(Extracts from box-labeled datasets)
>> BEGIN
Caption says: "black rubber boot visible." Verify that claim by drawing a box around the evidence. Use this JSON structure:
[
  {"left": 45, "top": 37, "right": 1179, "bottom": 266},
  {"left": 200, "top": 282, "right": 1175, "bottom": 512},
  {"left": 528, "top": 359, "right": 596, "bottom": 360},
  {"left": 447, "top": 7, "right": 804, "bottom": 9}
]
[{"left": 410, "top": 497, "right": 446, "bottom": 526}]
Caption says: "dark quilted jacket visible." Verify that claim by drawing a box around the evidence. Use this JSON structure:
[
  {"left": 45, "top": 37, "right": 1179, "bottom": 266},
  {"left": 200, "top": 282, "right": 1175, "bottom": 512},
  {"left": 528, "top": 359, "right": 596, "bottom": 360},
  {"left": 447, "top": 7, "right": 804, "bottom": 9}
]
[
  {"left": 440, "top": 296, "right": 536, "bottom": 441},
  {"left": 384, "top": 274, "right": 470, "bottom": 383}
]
>> END
- **INSTRUCTIONS FOR THE TASK**
Edit the records above so that "drawing a box around" becomes "outlining" wherever it appears, and leave everything else unchanged.

- **SOLUTION TO THE EXERCISE**
Caption says: "black rubber boot visible." Verify that claim by outlining the evidence. Use this JSON structure:
[
  {"left": 45, "top": 37, "right": 1179, "bottom": 266},
  {"left": 200, "top": 282, "right": 1175, "bottom": 512},
  {"left": 528, "top": 359, "right": 596, "bottom": 360},
  {"left": 447, "top": 7, "right": 804, "bottom": 9}
]
[{"left": 410, "top": 497, "right": 446, "bottom": 526}]
Caption says: "dark quilted jacket visible." Verify that claim by outlining the evidence. Use this JSON structure:
[
  {"left": 45, "top": 37, "right": 1179, "bottom": 266},
  {"left": 200, "top": 282, "right": 1175, "bottom": 512},
  {"left": 528, "top": 359, "right": 596, "bottom": 360},
  {"left": 447, "top": 7, "right": 804, "bottom": 9}
]
[
  {"left": 440, "top": 296, "right": 536, "bottom": 441},
  {"left": 384, "top": 274, "right": 470, "bottom": 383}
]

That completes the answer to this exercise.